About this exercise: Write out the entries below exactly as they stand. Skip every image.

Input for this task:

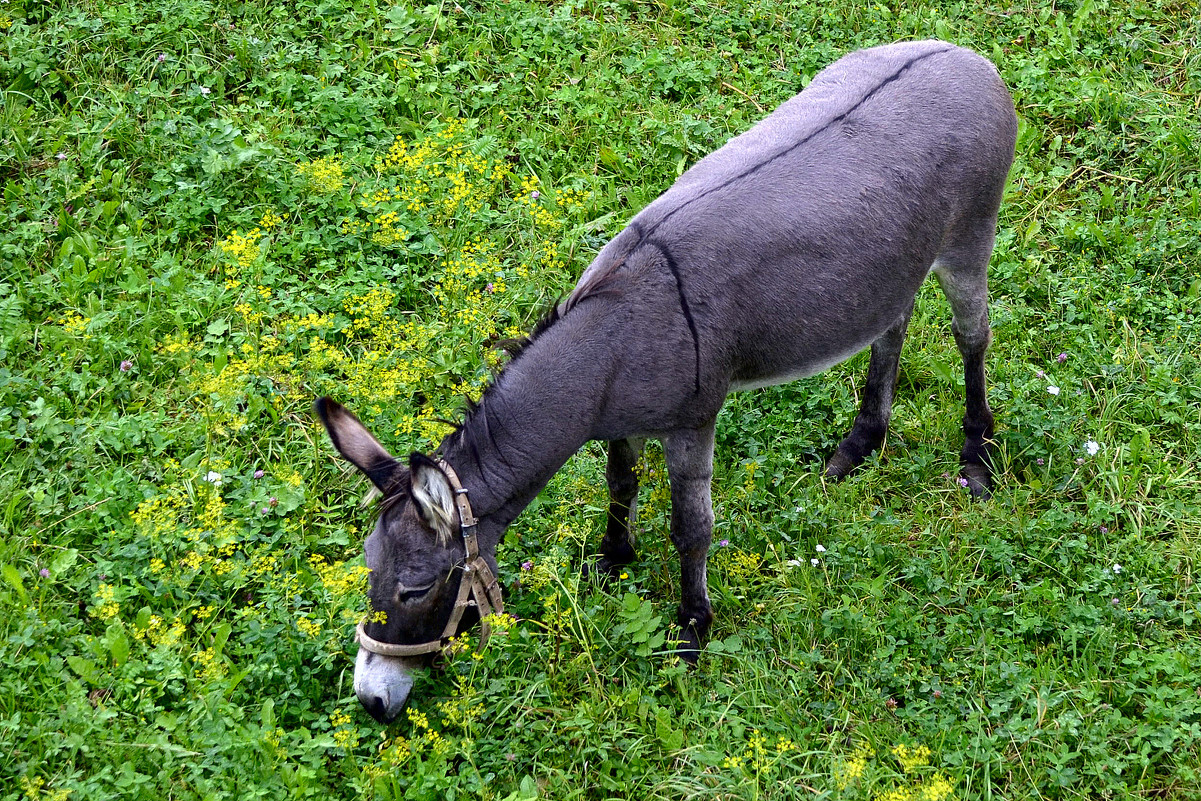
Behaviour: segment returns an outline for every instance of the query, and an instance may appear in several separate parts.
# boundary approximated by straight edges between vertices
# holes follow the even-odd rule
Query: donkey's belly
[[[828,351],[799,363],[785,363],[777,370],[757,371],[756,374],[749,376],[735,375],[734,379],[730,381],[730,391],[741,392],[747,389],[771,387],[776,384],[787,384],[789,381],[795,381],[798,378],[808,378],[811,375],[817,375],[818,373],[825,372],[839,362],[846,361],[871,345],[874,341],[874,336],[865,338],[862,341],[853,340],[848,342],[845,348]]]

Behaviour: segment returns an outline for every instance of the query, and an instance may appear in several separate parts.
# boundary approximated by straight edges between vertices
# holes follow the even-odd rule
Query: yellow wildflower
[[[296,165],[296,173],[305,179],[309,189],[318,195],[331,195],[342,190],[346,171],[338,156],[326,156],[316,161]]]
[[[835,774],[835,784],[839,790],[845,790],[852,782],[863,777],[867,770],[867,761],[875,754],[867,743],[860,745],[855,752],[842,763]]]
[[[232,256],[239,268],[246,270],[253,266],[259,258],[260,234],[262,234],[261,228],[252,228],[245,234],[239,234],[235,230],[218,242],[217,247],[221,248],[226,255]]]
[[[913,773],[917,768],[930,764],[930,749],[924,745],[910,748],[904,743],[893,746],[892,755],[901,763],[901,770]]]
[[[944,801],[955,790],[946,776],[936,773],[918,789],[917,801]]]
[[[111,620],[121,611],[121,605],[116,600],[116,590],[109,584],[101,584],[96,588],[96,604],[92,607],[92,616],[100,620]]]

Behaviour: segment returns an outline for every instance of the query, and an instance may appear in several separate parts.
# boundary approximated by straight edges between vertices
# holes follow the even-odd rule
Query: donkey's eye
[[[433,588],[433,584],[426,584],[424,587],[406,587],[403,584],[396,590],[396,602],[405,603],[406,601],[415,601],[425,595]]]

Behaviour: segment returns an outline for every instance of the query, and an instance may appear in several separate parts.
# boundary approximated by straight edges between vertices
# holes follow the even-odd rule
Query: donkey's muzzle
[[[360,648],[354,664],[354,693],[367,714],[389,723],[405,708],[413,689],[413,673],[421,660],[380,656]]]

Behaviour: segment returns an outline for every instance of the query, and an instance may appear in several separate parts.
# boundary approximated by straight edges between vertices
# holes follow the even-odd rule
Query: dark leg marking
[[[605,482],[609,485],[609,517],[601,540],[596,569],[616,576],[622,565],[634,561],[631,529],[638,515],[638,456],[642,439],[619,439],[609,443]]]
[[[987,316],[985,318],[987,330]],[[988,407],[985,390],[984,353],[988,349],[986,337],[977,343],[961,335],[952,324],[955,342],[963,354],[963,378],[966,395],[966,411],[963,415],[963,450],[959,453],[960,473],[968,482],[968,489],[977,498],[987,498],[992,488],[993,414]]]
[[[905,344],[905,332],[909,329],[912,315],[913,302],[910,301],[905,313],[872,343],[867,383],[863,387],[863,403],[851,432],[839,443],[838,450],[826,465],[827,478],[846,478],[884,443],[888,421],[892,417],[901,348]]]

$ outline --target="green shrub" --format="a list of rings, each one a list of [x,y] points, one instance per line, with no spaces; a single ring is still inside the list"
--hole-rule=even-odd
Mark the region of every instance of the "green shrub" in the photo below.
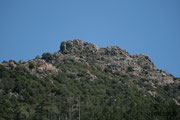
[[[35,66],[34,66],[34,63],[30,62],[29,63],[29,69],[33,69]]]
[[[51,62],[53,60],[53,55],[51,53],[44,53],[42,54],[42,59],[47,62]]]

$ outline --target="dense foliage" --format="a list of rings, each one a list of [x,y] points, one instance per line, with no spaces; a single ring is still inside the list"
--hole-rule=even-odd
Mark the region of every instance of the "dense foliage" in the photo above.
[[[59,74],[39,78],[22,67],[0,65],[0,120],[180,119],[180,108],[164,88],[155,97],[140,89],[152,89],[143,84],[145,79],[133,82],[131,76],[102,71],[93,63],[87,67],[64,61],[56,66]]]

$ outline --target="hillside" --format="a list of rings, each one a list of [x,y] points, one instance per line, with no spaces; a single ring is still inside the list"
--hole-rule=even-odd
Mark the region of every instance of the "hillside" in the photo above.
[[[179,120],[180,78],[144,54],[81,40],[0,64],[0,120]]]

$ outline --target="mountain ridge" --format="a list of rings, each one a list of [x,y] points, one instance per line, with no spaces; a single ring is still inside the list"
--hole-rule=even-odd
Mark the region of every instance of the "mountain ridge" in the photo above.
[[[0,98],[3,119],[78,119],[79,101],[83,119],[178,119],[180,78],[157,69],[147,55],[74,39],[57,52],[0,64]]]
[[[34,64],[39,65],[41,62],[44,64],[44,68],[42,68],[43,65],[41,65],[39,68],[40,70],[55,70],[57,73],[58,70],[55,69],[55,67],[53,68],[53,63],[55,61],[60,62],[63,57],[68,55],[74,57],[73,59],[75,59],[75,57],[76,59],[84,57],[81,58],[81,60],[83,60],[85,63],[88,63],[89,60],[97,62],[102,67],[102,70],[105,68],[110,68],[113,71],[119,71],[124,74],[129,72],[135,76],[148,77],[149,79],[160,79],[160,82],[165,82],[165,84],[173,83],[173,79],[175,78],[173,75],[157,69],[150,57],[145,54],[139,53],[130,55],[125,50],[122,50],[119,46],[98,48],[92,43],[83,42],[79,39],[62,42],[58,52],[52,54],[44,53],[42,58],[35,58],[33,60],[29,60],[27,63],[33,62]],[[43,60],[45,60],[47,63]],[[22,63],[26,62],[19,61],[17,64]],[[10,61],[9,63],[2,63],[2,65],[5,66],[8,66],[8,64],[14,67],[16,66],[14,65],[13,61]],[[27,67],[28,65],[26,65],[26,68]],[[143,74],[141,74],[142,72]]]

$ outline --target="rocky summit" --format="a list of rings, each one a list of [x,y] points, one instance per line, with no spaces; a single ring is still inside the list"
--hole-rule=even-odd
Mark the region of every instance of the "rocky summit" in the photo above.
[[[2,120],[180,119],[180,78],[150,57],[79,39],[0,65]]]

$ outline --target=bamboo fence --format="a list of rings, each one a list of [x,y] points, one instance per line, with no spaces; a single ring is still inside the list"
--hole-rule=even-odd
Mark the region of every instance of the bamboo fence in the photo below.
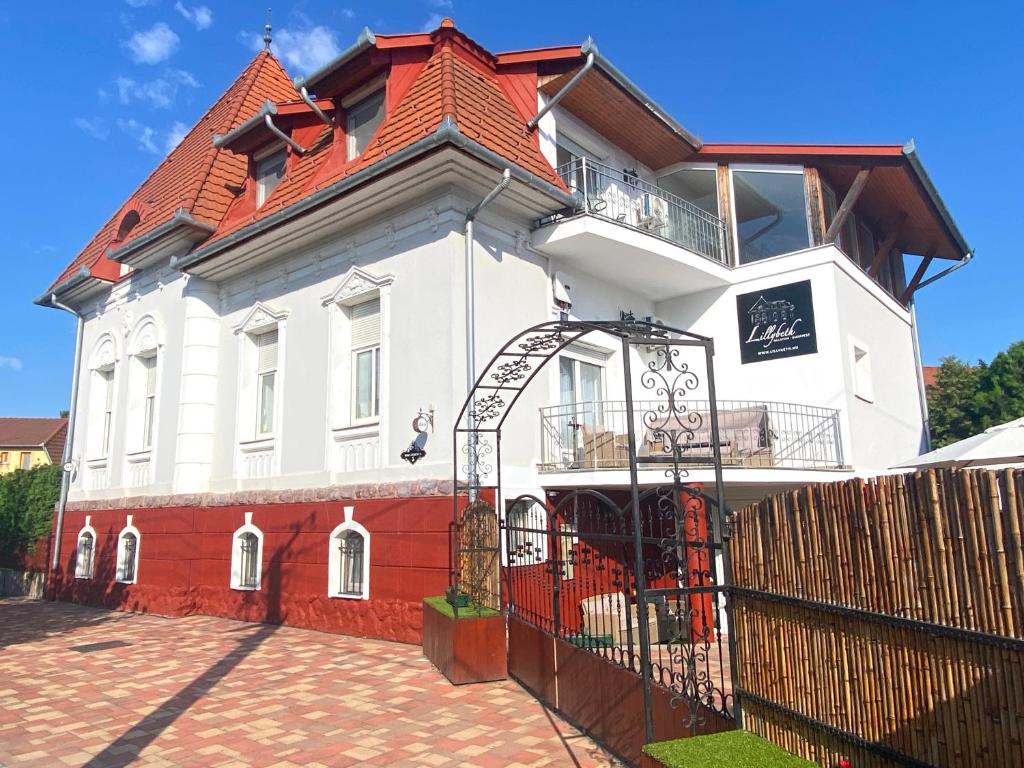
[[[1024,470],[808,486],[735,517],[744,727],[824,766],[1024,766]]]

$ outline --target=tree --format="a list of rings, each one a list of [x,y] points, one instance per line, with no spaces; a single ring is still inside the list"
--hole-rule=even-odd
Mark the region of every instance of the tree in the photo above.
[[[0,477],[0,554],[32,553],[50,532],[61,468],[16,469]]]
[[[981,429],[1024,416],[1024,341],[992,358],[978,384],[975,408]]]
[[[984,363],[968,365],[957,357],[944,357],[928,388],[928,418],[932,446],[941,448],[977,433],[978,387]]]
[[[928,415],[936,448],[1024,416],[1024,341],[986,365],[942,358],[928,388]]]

Solved exercise:
Behaviour: segment returns an outline for every instance of the query, and an instance may appear in several separate parts.
# boundary approximated by straight edges between vertices
# holes follow the even-odd rule
Query: donkey's belly
[[[828,351],[799,363],[785,363],[777,370],[757,371],[756,374],[749,376],[735,375],[734,379],[730,381],[730,391],[741,392],[747,389],[771,387],[776,384],[787,384],[789,381],[795,381],[798,378],[808,378],[811,375],[817,375],[818,373],[825,372],[839,362],[846,361],[871,345],[874,341],[874,336],[865,338],[862,341],[853,340],[848,342],[845,348]]]

Behaviour: segment returns an outline for every instance of the query, and an instance may appear in several separate parts.
# boundary approximated by straight edges between vertices
# holes follow the even-odd rule
Query: yellow wildflower
[[[296,165],[296,173],[305,179],[309,189],[318,195],[331,195],[342,190],[346,171],[338,156],[326,156],[316,161]]]
[[[835,774],[835,784],[839,790],[845,790],[852,782],[863,777],[867,770],[867,761],[875,754],[867,743],[860,745],[855,752],[842,763]]]
[[[232,256],[239,268],[246,270],[253,266],[259,258],[260,234],[262,234],[261,228],[252,228],[245,234],[239,234],[235,230],[218,242],[217,247],[221,248],[226,255]]]
[[[913,773],[917,768],[930,764],[930,749],[924,745],[910,748],[904,743],[893,746],[892,755],[901,763],[901,770]]]
[[[944,801],[955,790],[946,776],[936,773],[918,789],[917,801]]]
[[[111,620],[121,611],[121,605],[116,600],[116,590],[109,584],[101,584],[96,588],[96,604],[92,607],[92,616],[100,620]]]

Behaviour: segment returns an outline for every instance of the query, and an instance may appear in several separate parts.
# boundary approximated by straight edges between vertices
# holes follow the even-odd rule
Query: donkey's eye
[[[433,588],[433,584],[426,584],[424,587],[406,587],[403,584],[396,590],[396,602],[405,603],[406,601],[415,601],[425,595]]]

Behaviour: segment returns an outline for every instance of the query, and an instance may appear in several separate parts.
# boundary approximated by straight edges between vertices
# holes follow the even-odd rule
Query: donkey's muzzle
[[[360,648],[354,664],[354,693],[367,714],[389,723],[405,708],[413,689],[413,673],[421,660],[380,656]]]

Behaviour: segment returns an outline for every instance of the query, and an instance may appear in several separate parts.
# boundary approximated by straight edges between vertices
# holes follow the even-odd rule
Query: dark leg marking
[[[605,482],[609,485],[609,517],[601,540],[596,569],[616,576],[622,565],[634,561],[631,529],[638,515],[638,456],[642,439],[619,439],[609,443]]]
[[[987,316],[985,318],[987,330]],[[988,407],[985,390],[984,353],[988,349],[986,337],[977,343],[961,335],[952,324],[955,342],[963,354],[963,378],[966,395],[966,411],[963,415],[963,450],[959,453],[960,473],[968,482],[968,489],[977,498],[987,498],[992,488],[993,414]]]
[[[905,344],[905,332],[909,329],[912,315],[913,302],[910,301],[905,313],[872,343],[867,383],[863,387],[863,403],[851,432],[839,443],[838,450],[826,465],[827,478],[846,478],[884,443],[888,421],[892,417],[901,348]]]

$ outline --target="green shrub" --format="a list of rings, each one a list of [x,y] points, one instance per line, with no spaces; a single ring is still inside the list"
--hole-rule=even-odd
Mark the region of every instance of the "green shrub" in the photo below.
[[[35,66],[34,66],[34,63],[30,62],[29,63],[29,69],[33,69]]]
[[[51,62],[53,60],[53,55],[51,53],[44,53],[42,54],[42,59],[47,62]]]

$ outline --target="dense foliage" --format="a list of rings, each one a list of [x,y] points, one instance per line, with no spaces; a single ring is still inside the list"
--hole-rule=even-odd
Mark the region of every instance of the "dense foliage" in the photo above.
[[[59,74],[39,78],[22,67],[0,65],[0,120],[180,119],[180,108],[164,88],[155,97],[140,89],[152,89],[143,84],[145,79],[133,82],[131,76],[102,71],[93,63],[87,67],[64,61],[56,66]]]

$ outline --target="hillside" --format="a list of rings, each one a list of [x,y] points, one instance per line, with no spaces; a single ring is still inside the list"
--hole-rule=even-odd
Mark the region of every instance of the "hillside" in the photo above.
[[[179,120],[180,78],[144,54],[81,40],[0,64],[0,120]]]

$ outline --target="mountain ridge" --format="a list of rings, each one a list of [x,y] points, one instance per line, with no spaces; a single ring is still inside the list"
--hole-rule=even-odd
Mark the region of every instance of the "mountain ridge" in the photo above.
[[[0,98],[3,119],[78,119],[79,101],[83,119],[178,119],[180,78],[157,69],[147,55],[74,39],[57,52],[0,64]]]
[[[34,64],[39,65],[41,62],[44,64],[44,68],[42,68],[43,65],[41,65],[39,68],[40,70],[55,70],[57,73],[58,70],[55,69],[55,67],[53,68],[53,63],[55,61],[60,62],[63,57],[68,55],[74,57],[73,59],[75,59],[75,57],[76,59],[84,57],[81,58],[81,60],[83,60],[85,63],[88,63],[89,60],[97,62],[102,67],[102,70],[105,68],[110,68],[113,71],[119,71],[124,74],[129,72],[135,76],[148,77],[149,79],[160,79],[160,82],[165,82],[165,84],[173,83],[173,79],[175,78],[173,75],[157,69],[150,57],[145,54],[139,53],[130,55],[125,50],[122,50],[119,46],[98,48],[92,43],[83,42],[79,39],[62,42],[58,52],[52,54],[44,53],[42,58],[35,58],[33,60],[29,60],[27,63],[33,62]],[[43,60],[45,60],[47,63]],[[22,63],[26,62],[19,61],[17,64]],[[10,61],[9,63],[2,63],[2,65],[5,66],[8,66],[8,64],[14,67],[16,66],[14,65],[13,61]],[[27,67],[28,65],[26,65],[26,68]],[[143,74],[141,74],[142,72]]]

$ outline --target="rocky summit" --format="a list of rings, each one a list of [x,y] points, one instance per line, with no spaces; a single ring is still inside the list"
--hole-rule=even-odd
Mark the region of every instance of the "rocky summit" in the photo above.
[[[2,120],[180,119],[180,78],[150,57],[79,39],[0,65]]]

$ outline --target=bamboo fence --format="a list of rings, each one a list of [x,y] points, one instance per line, with no spaces; a single ring is still inside the list"
--hole-rule=even-odd
Mark the region of every instance of the bamboo fence in the photo below.
[[[1024,470],[808,486],[735,517],[744,727],[824,766],[1024,766]]]

$ outline --target=tree --format="a list of rings, each one a list of [x,y] points, one instance per line, with no spaces; a single ring is still inside the list"
--hole-rule=even-odd
Mark the region of every instance of the tree in the photo above.
[[[0,477],[0,554],[32,553],[50,532],[61,468],[16,469]]]
[[[981,429],[1024,416],[1024,341],[992,358],[978,384],[975,408]]]
[[[984,363],[968,365],[957,357],[944,357],[928,388],[928,418],[932,446],[941,448],[977,433],[978,387]]]
[[[928,415],[936,448],[1024,416],[1024,341],[986,365],[942,358],[928,388]]]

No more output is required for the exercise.